#### Written exercise:
Show every line of the records below that contains the word "Then", copying each line in full.

#### Extracted records:
####

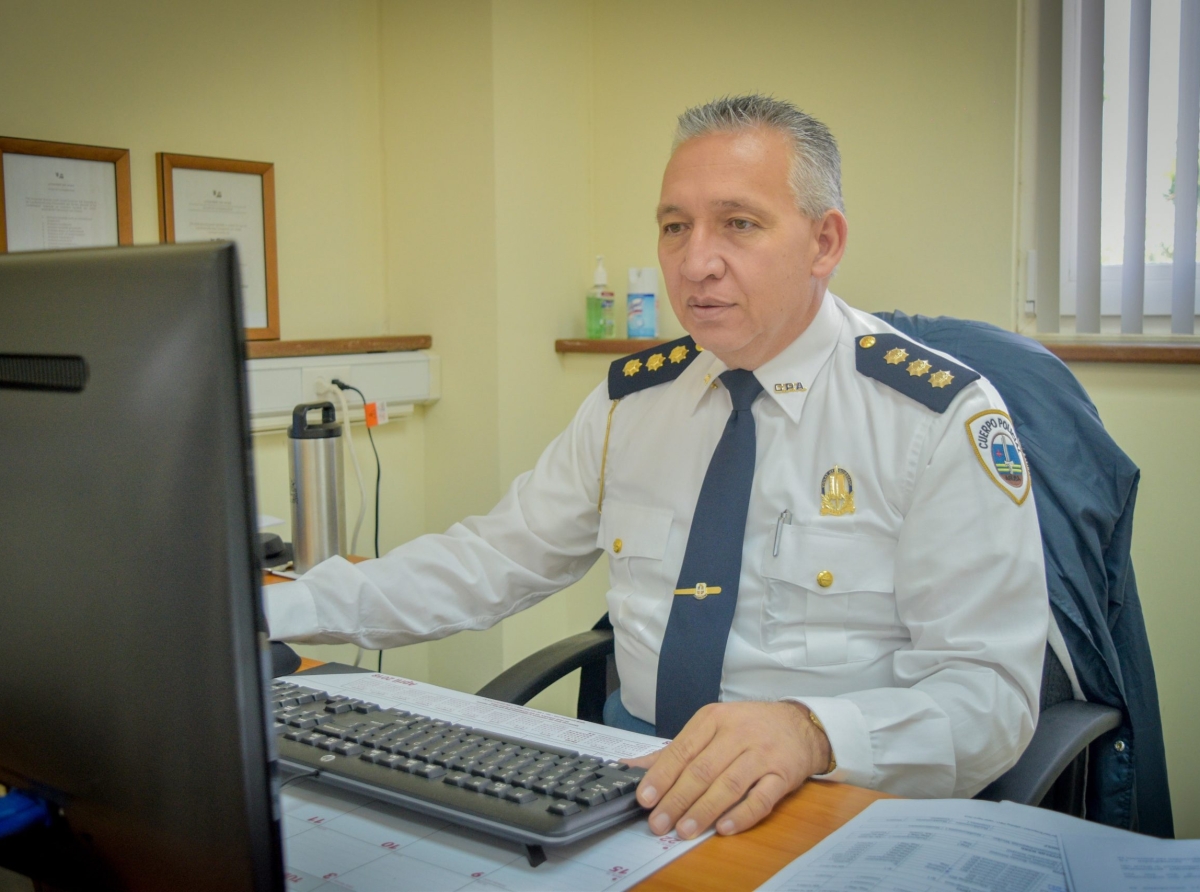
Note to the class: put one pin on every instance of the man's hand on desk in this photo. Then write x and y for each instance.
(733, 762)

####

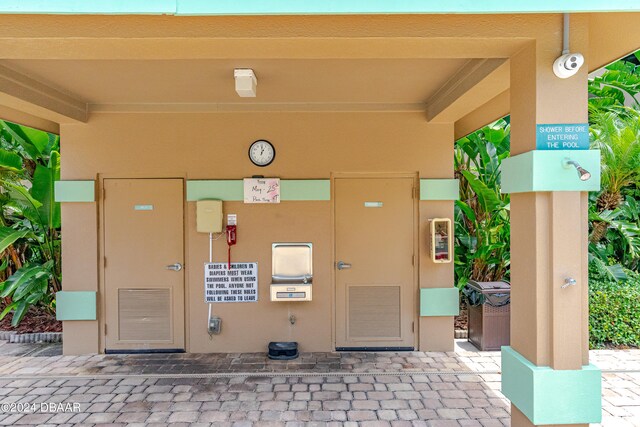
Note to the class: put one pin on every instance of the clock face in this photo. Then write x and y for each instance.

####

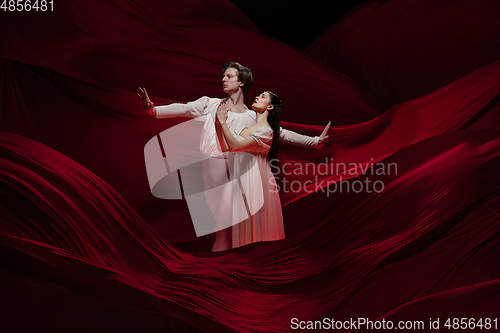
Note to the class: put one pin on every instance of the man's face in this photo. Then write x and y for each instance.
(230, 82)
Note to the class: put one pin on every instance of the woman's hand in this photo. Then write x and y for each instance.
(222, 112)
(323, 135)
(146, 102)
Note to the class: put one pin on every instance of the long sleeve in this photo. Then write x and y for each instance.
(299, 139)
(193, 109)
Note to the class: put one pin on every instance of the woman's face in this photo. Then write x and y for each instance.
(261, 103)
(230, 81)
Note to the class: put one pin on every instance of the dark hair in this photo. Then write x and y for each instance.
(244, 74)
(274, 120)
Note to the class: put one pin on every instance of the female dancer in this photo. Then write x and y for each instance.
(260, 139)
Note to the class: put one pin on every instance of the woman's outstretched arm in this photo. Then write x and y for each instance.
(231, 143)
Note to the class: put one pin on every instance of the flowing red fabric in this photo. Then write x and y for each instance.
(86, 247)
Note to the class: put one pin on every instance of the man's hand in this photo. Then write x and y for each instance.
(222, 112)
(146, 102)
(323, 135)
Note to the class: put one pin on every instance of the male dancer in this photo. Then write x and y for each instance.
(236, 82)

####

#### Solution for this exercise:
Note to the class: put one pin on every instance of the man's hand on desk in this photo. Then write x and y for each instance.
Note to the class: put one pin on every instance of the clock face in this photo. Then write x and y for each instance.
Note to the class: put one pin on every instance of the man's face in this photo. Then write x and y for each instance.
Note to the class: put one pin on every instance of the woman's hand in this photo. Then write x and y for each instance.
Note to the class: put one pin on every instance of the long sleeve in this photo. Then write x and y for each instance.
Note to the class: put one pin on every instance of the woman's face in this photo. Then write x and y for each instance.
Note to the class: put one pin on every instance of the dark hair in this photo. Then write x and y for each instance.
Note to the class: put one pin on every instance of the female dancer in this photo. Then write x and y for each instance.
Note to the class: put one pin on every instance of the woman's outstretched arm in this photo. Then write x and y for each instance.
Note to the class: put one pin on every instance of the flowing red fabric in this photo. Then write x and y for each instance.
Note to the class: put one pin on every instance of the man's hand in this photo. Then write x and y for each instance.
Note to the class: put one pin on every instance of the male dancer in this photo. Then write x and y for each instance.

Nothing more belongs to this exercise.